Testo fornito:
━━━━━━━━━━━━━━━━━━━━━━━━━━━━━━

ETTORE SE N'È ANDATO - Un anno fa, il 13 Marzo 2017, Ettore ci lasciava. "Il Mantello di San Martino" ha voluto ricordarlo

Questa è una storia triste, e non potrebbe essere altrimenti. Una storia che potrebbe diventare un romanzo, o forse un saggio, se trovasse uno scrittore. Una persona capace di scrivere con la volontà di scrivere di una triste storia. Una di quelle storie delle quali è piena l'umanità, ma che gli uomini cercano di non vedere e le donne di nascondere. Una storia della quale non si sentiva il bisogno e che fa traballare i rapporti col Divino, comunque si chiami e dovunque lo si veneri. Una storia triste capace di sollevare solamente interrogativi, e di schiacciarti sotto il peso delle risposte rimaste mute.
Io Ettore non l'ho mai conosciuto, ho conosciuto Sua Madre e dopo un po' Suo Padre. La loro storia è arrivata come arrivano le storie penose del sud, anzi del sud-est per essere precisi.

━━━━━━━━━━━━━━━━━━━━━━━━━━━━━━

Dati forniti:
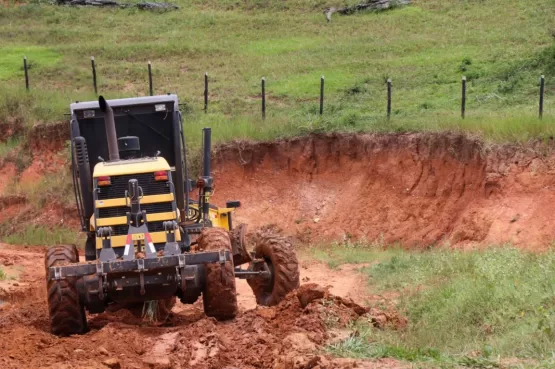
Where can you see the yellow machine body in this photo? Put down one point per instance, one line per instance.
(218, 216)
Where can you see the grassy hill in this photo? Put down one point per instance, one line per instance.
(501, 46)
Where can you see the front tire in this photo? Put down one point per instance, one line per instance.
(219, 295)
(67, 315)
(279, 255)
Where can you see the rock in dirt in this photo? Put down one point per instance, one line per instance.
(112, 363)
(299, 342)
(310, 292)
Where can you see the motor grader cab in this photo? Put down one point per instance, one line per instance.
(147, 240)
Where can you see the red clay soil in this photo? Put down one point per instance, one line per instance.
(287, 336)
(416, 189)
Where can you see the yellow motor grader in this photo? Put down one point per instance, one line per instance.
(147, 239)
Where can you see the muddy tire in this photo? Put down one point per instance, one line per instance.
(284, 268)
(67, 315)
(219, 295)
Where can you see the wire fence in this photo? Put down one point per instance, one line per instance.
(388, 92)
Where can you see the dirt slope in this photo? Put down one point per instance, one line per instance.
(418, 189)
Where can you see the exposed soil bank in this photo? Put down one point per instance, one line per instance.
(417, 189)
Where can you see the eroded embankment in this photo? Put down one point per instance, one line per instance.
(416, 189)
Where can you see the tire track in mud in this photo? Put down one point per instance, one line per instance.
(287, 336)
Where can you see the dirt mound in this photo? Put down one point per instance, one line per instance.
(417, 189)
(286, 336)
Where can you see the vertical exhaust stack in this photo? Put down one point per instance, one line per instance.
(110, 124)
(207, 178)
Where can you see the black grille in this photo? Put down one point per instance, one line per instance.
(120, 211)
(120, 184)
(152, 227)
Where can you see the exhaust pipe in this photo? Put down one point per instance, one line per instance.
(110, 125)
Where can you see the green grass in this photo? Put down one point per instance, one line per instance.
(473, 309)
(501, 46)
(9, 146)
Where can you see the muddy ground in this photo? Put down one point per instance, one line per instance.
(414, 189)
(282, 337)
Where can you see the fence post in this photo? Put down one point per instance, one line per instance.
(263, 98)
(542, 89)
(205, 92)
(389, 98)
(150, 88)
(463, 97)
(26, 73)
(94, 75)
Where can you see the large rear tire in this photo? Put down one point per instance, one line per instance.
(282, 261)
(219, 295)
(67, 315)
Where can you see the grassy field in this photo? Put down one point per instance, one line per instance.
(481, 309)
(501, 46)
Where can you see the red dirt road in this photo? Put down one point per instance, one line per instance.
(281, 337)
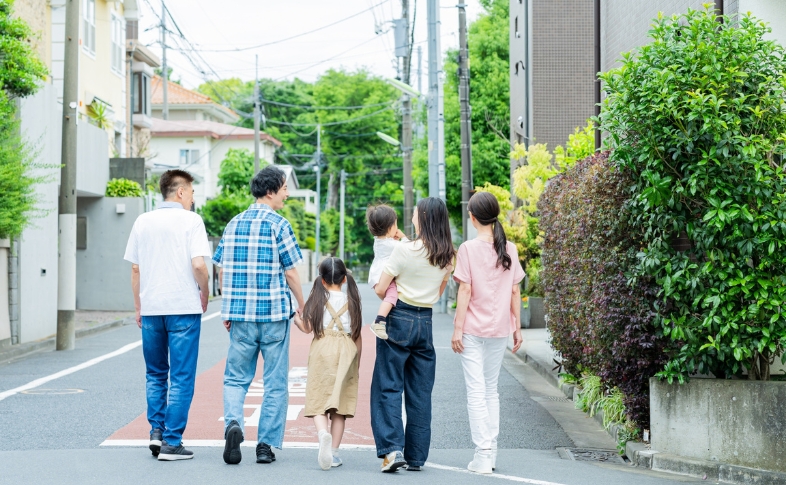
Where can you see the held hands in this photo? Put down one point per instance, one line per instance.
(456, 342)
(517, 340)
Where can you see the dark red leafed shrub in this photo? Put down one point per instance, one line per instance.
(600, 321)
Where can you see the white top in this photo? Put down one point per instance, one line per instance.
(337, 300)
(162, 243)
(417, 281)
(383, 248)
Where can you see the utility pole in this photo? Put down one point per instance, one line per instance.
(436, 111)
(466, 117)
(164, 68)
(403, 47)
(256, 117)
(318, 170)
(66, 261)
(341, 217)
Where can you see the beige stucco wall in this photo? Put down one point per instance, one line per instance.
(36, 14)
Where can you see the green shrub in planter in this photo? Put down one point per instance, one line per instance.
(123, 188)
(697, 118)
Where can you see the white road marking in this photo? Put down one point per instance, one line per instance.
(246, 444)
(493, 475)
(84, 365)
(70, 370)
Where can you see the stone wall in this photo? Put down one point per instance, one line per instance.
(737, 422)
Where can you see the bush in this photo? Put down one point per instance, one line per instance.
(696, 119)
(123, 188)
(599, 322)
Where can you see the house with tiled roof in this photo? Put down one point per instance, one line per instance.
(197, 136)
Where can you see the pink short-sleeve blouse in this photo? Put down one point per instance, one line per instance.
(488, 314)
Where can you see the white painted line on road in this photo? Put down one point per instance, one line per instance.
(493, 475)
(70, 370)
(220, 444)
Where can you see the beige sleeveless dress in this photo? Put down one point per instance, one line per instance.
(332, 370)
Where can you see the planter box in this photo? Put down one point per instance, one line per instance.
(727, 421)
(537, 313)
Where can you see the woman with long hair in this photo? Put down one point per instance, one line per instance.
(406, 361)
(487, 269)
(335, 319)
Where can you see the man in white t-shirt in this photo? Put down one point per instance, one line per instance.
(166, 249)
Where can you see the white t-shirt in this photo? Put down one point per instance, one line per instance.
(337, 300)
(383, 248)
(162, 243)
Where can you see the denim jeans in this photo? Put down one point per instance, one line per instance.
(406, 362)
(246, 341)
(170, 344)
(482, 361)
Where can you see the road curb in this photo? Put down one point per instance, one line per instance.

━━━━━━━━━━━━━━━━━━━━━━━━━━━━━━

Consegna: Estrai dal testo fornito, senza cambiare nulla, il passo che comincia con "Questa è una" e finisce con "per essere precisi.".

Esito dell'esercizio:
Questa è una storia triste, e non potrebbe essere altrimenti. Una storia che potrebbe diventare un romanzo, o forse un saggio, se trovasse uno scrittore. Una persona capace di scrivere con la volontà di scrivere di una triste storia. Una di quelle storie delle quali è piena l'umanità, ma che gli uomini cercano di non vedere e le donne di nascondere. Una storia della quale non si sentiva il bisogno e che fa traballare i rapporti col Divino, comunque si chiami e dovunque lo si veneri. Una storia triste capace di sollevare solamente interrogativi, e di schiacciarti sotto il peso delle risposte rimaste mute.
Io Ettore non l'ho mai conosciuto, ho conosciuto Sua Madre e dopo un po' Suo Padre. La loro storia è arrivata come arrivano le storie penose del sud, anzi del sud-est per essere precisi.